# Source passage
──────

Like Hitchcock's Vertigo, to which it has been compared by many critics, I wonder whether Shutter Island might be seen in a more positive light in years to come. It is perhaps too derivative of the earlier film-maker's work to ever be considered a truly characteristic classic of late-era Scorsese, yet this is a hugely intriguing, darkly rich piece of cinema, stylishly wrought and with wonderfully enigmatic performances from the entire cast.

I'm shocked to note that it runs to 140 minutes, for this is a film which has never a dull moment. We may be well aware that there is something unreliable about the narrative being woven before our eyes, but that never stops us from being desperate to know exactly what is going on. It should also be mentioned that the cinematography, by Robert Richardson, has created such a vividly otherworldly setting that I wondered several times whether certain buildings and locations were being rendered in Sin City-style CGI. How suitable for the depiction of venues which must appear not altogether real.

Shutter Island has been Scorsese and DiCaprio's biggest hit so far at the box office, taking more than $160m (£105m) around the world, but how do you rate it? Is this one up there with the film-maker's best, and should we really be comparing it to Hitchcock's greatest movies? Or is it, at best, a derivative and over-adorned genre piece which no one will remember in a decade's time?

──────

# Tasks
• A. Condense the paragraph of the Shutter Island review that begins "I'm shocked to note" into a shorter version that keeps its main facts.
• B. Carry on the Shutter Island review, picking up after its final sentence.
The data has no connection to the Shutter Island review.

[Saved entries]
──────

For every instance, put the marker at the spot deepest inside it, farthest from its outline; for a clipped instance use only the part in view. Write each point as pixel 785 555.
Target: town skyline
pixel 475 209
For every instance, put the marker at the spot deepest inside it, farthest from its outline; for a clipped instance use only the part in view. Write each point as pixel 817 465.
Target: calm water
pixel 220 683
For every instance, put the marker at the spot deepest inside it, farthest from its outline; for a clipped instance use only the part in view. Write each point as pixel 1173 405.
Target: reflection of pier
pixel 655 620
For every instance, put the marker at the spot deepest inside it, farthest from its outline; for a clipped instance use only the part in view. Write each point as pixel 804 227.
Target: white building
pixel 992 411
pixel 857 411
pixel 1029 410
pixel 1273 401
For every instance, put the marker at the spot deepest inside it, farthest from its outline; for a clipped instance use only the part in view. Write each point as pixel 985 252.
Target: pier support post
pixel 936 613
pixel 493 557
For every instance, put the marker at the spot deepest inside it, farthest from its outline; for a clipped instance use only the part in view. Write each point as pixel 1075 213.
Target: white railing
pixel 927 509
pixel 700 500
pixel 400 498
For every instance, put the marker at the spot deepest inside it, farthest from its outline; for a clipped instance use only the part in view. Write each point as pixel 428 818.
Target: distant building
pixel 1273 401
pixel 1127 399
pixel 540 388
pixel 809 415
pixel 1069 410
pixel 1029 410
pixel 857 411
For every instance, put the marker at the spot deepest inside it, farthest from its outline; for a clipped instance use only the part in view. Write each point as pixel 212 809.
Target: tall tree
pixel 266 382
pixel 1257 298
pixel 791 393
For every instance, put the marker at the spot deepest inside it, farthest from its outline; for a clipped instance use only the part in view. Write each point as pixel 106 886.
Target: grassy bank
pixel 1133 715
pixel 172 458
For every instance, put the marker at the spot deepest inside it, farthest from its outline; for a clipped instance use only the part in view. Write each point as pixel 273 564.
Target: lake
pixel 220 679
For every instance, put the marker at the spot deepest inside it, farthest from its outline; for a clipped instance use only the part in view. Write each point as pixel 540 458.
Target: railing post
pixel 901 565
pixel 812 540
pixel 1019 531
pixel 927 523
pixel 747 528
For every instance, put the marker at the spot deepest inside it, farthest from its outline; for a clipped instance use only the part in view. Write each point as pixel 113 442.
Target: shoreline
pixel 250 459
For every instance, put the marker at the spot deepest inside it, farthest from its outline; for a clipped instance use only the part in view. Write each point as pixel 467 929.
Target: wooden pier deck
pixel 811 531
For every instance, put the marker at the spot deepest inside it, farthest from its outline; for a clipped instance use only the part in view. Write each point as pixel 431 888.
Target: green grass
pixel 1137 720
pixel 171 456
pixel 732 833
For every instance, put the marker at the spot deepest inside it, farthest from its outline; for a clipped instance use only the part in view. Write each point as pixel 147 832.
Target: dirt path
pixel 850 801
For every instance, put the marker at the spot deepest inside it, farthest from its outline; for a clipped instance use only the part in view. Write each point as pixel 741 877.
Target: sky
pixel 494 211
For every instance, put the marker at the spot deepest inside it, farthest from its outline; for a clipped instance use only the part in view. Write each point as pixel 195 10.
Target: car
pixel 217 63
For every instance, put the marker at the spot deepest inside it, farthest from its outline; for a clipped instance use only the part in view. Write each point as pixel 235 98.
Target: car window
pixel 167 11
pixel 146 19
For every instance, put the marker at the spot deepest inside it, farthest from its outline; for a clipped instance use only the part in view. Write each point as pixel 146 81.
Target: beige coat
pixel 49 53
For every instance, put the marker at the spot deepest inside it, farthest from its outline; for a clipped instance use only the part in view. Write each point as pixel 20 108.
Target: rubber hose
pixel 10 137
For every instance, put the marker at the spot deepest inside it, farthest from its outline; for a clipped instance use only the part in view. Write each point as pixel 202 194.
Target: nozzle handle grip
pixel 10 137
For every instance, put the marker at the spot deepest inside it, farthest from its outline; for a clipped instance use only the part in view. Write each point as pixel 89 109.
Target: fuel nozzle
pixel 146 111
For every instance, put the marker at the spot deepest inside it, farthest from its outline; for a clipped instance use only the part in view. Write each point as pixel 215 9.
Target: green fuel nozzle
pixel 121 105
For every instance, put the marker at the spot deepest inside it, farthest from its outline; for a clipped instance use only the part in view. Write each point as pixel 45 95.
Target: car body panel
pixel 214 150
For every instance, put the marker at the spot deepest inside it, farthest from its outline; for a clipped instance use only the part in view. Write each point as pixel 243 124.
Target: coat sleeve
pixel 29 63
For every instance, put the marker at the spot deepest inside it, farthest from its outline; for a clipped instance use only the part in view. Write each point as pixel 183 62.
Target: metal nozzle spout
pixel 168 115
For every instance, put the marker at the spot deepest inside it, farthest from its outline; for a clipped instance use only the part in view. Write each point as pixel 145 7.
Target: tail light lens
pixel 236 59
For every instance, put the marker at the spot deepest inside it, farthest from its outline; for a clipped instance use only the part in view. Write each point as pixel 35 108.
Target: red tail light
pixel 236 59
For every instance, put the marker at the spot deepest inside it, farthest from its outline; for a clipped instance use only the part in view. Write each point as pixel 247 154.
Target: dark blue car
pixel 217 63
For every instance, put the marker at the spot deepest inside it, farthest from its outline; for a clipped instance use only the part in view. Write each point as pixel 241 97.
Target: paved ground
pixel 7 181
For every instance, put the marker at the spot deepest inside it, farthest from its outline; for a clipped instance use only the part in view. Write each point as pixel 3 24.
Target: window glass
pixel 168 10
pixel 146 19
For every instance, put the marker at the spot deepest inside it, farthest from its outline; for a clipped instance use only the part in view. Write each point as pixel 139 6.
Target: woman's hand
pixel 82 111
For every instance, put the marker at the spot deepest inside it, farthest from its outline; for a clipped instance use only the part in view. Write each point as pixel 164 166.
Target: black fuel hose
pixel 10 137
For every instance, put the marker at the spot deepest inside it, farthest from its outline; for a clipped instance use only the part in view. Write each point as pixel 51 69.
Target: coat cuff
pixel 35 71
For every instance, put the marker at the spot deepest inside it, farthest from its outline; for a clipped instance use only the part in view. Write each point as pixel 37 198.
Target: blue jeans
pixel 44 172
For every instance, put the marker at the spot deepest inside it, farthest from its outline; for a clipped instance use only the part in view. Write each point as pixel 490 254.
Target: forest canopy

──────

# Answers per task
• A. Although the film runs 140 minutes, it never has a dull moment. Viewers know the narrative is unreliable but still badly want to learn what is going on. Robert Richardson's cinematography makes the setting so otherworldly that some buildings and locations looked like Sin City-style CGI, which suits places that must seem not quite real.

• B.
Finally, I'm intrigued to get your views on DiCaprio, as I'm personally getting a little tired of the constantly trotted out suggestion from critics that he's an actor with a narrow range who struggles to play more "adult" roles due to his youthful appearance and the supposedly charmed nature of his own life and career. Aside from any other matter, has no one else noticed how toadily homely the man's features have become since he piled on the muscle for Gangs of New York a few years back? He is hardly the cherubic presence of Romeo + Juliet these days, and surely proved in The Departed that he can pull off the hard-bitten outsider role with aplomb. But perhaps you disagree?